++++ Data section ++++

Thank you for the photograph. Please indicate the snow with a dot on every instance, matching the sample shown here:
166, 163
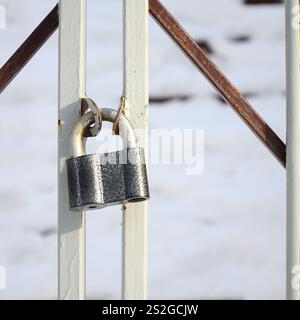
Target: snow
220, 235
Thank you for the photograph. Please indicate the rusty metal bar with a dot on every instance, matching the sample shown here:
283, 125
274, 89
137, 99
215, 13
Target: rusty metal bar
229, 92
29, 48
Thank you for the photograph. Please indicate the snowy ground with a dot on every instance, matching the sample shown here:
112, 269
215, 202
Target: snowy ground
217, 235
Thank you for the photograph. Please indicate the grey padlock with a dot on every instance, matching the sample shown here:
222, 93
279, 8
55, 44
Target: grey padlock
99, 180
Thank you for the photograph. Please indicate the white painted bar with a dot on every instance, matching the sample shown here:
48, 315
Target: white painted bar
293, 148
136, 93
71, 225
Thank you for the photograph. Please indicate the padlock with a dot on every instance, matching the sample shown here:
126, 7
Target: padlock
96, 181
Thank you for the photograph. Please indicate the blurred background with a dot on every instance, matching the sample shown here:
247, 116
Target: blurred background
220, 235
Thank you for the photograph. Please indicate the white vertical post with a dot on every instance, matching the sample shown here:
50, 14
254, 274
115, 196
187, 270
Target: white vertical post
71, 225
293, 148
136, 93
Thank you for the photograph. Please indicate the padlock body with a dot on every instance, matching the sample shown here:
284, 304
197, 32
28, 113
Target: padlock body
100, 180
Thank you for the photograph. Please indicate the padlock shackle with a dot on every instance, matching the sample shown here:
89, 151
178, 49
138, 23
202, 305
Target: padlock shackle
78, 140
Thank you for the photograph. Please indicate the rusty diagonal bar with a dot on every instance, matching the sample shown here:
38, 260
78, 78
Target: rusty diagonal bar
218, 80
229, 92
28, 49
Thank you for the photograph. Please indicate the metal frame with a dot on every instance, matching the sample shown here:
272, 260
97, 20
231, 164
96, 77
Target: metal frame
136, 108
72, 88
71, 225
293, 149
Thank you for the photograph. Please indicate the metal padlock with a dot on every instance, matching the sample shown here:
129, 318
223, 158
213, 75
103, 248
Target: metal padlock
99, 180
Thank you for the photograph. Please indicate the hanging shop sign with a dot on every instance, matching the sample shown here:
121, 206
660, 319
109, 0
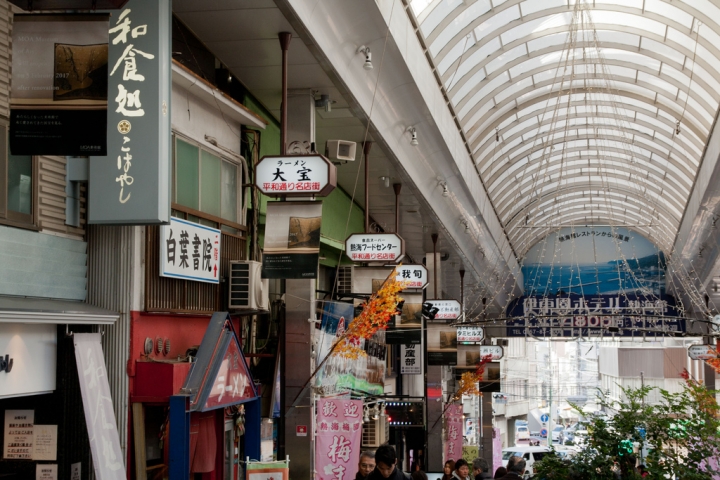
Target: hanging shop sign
295, 176
702, 352
414, 276
470, 335
496, 352
220, 376
453, 432
626, 315
339, 438
410, 359
130, 184
447, 309
59, 90
404, 413
375, 247
292, 240
107, 456
28, 358
190, 251
442, 344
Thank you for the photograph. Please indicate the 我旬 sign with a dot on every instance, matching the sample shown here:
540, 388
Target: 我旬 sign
375, 247
295, 175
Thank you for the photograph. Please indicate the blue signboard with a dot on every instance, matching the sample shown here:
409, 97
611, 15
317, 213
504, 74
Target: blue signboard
573, 315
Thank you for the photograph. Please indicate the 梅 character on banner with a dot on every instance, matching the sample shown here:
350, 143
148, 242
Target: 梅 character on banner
339, 435
453, 432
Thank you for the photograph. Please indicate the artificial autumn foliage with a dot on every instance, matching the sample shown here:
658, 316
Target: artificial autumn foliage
376, 315
469, 380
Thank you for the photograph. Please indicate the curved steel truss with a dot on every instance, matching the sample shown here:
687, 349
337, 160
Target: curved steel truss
580, 111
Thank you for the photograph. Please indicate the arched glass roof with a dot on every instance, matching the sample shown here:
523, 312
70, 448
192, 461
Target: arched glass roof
580, 112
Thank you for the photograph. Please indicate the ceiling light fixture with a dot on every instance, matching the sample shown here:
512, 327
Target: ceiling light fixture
413, 136
446, 192
368, 56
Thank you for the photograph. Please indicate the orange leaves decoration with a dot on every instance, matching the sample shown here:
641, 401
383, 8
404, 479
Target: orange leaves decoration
376, 315
469, 380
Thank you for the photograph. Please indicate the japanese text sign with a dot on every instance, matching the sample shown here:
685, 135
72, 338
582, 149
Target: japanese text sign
232, 383
190, 251
453, 432
375, 247
496, 352
702, 352
339, 435
131, 185
414, 276
447, 309
470, 334
295, 175
410, 359
97, 404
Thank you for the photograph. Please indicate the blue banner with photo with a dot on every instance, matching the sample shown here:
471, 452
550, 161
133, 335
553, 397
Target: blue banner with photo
573, 315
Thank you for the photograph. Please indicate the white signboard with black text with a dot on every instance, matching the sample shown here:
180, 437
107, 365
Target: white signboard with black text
470, 334
190, 251
496, 351
447, 309
410, 359
414, 276
374, 247
702, 352
295, 175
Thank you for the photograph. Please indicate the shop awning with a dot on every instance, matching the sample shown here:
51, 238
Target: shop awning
42, 310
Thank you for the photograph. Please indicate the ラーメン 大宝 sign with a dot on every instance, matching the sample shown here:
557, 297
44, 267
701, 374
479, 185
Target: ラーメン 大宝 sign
295, 175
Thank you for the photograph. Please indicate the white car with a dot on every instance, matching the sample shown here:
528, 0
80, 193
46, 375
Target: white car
530, 454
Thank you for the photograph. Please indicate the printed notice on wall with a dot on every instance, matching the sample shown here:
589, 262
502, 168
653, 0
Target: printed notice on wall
45, 442
18, 443
46, 472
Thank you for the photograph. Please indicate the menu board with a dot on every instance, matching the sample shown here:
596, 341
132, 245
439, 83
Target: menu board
19, 434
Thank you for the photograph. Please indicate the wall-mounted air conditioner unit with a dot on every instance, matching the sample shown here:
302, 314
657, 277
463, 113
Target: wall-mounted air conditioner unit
376, 432
248, 291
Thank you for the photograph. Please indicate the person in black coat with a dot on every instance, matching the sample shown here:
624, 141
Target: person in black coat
386, 465
516, 469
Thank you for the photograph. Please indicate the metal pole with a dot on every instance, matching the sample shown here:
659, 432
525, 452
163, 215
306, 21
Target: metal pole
397, 187
366, 150
434, 238
285, 38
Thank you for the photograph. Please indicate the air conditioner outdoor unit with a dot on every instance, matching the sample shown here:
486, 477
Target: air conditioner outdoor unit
248, 291
340, 150
376, 432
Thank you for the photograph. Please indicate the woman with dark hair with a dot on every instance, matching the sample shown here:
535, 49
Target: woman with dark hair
448, 469
462, 470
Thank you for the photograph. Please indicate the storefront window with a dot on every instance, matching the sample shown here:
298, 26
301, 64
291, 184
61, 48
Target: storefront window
205, 182
16, 185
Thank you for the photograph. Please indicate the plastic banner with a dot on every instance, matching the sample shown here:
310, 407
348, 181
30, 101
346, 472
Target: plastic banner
453, 432
338, 438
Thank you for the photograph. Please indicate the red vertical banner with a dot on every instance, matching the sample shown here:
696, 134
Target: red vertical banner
338, 438
453, 432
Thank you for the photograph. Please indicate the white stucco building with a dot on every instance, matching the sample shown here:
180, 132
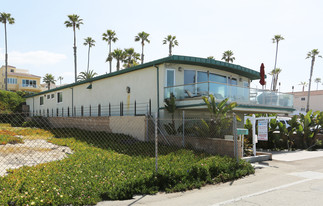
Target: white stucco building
188, 78
300, 101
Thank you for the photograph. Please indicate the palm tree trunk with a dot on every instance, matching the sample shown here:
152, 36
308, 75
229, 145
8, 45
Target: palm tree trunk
6, 58
88, 59
110, 62
142, 53
118, 64
75, 65
309, 86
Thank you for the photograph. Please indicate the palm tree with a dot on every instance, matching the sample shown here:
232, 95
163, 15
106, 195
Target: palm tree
60, 78
143, 37
304, 84
228, 56
275, 73
171, 40
312, 54
110, 37
6, 18
89, 74
91, 42
74, 21
131, 57
49, 79
317, 81
119, 55
276, 39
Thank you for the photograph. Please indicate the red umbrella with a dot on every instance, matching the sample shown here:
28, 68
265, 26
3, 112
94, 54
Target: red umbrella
262, 75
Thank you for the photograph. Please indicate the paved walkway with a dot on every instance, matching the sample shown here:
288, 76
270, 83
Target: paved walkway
296, 155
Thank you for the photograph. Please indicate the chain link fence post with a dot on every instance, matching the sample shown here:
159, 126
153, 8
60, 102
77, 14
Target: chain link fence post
156, 142
183, 140
235, 137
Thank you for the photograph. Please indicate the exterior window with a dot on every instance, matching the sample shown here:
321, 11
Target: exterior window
170, 77
29, 83
59, 97
41, 100
12, 81
202, 88
218, 78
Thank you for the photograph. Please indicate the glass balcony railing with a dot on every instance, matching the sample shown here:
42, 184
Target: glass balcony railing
241, 95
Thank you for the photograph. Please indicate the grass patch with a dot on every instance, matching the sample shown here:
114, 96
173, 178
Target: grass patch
106, 166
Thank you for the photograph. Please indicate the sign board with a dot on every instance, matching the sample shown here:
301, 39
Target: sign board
263, 130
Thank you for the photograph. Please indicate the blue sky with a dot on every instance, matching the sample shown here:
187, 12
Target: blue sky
40, 42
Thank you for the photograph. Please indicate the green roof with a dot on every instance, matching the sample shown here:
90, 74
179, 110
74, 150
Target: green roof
211, 63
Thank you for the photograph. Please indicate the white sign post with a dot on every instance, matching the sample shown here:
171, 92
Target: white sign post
262, 129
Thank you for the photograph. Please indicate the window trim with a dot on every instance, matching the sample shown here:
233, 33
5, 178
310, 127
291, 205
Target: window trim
59, 98
167, 76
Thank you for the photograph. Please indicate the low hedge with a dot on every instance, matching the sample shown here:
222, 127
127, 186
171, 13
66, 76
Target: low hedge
94, 174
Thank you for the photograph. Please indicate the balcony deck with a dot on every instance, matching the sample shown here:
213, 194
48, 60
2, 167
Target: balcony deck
244, 96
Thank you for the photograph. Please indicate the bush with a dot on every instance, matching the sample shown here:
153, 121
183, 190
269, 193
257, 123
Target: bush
99, 170
10, 101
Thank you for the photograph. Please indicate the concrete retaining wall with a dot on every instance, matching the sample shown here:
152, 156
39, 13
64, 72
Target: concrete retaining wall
134, 126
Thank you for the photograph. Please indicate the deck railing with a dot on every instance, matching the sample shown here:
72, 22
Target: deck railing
241, 95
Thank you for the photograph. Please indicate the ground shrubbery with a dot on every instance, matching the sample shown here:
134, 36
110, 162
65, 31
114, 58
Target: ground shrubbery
106, 166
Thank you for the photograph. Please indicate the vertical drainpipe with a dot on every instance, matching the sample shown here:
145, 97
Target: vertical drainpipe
157, 89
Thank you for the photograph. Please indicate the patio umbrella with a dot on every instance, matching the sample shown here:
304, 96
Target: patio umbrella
262, 75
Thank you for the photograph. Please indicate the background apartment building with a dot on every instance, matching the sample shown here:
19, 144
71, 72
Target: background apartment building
19, 80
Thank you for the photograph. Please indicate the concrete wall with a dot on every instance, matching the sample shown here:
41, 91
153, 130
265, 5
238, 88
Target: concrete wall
213, 146
129, 125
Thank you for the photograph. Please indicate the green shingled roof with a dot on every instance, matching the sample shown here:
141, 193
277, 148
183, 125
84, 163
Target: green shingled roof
211, 63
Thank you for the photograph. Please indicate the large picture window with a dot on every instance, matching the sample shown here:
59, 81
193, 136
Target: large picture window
59, 97
41, 99
29, 83
12, 81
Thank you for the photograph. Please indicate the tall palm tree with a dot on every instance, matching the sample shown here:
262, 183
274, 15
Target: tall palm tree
6, 18
172, 42
228, 56
74, 21
143, 37
276, 39
49, 79
119, 55
304, 84
110, 37
131, 57
89, 74
60, 78
312, 54
317, 81
91, 42
275, 73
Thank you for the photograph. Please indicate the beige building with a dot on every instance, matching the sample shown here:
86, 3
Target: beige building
188, 78
19, 80
300, 101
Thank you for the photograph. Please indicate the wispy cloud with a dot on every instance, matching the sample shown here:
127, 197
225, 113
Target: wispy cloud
36, 58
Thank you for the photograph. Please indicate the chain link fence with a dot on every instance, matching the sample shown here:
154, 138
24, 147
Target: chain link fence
84, 159
27, 140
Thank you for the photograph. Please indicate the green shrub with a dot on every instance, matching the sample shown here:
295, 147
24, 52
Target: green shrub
99, 170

++++

What is required
Take the line that contains "Thank you for the photograph. Please indicate the large" and every line after it through the end of the listing above, and repeat them exactly.

Your response
Thank you for the photograph. Please indicate the large picture window with a dot on every instance, matching the sample shown here:
59, 81
193, 136
Target: large picture window
59, 97
41, 99
29, 83
12, 81
Thank you for the photograph. Please indicate the tall palm tree with a dot on every instance, matching the sample shown here:
262, 183
274, 15
Target: tall palm tree
6, 18
172, 42
228, 56
74, 21
143, 37
276, 39
49, 79
119, 55
304, 84
110, 37
131, 57
89, 74
60, 78
312, 54
317, 81
91, 42
275, 73
Thank you for the photograph. Please indicate the beige building with a dot on every instance, matching the sample shown here:
86, 3
Target: beige building
188, 78
19, 80
300, 101
Thank you for the photograph. Please indicate the wispy cloud with a dot on every instance, matching the sample shown here:
127, 197
225, 113
Target: wispy cloud
36, 58
Thank you for the photograph. Please indicate the chain link fence with a dot on every instance, matching the sample shown here:
154, 138
24, 147
Target: chain link fence
84, 159
27, 140
Thank you for the photograph. Please indicate the green shrub with a dot on every instance, matching the sample shown here:
295, 147
24, 52
Target: green shrub
99, 170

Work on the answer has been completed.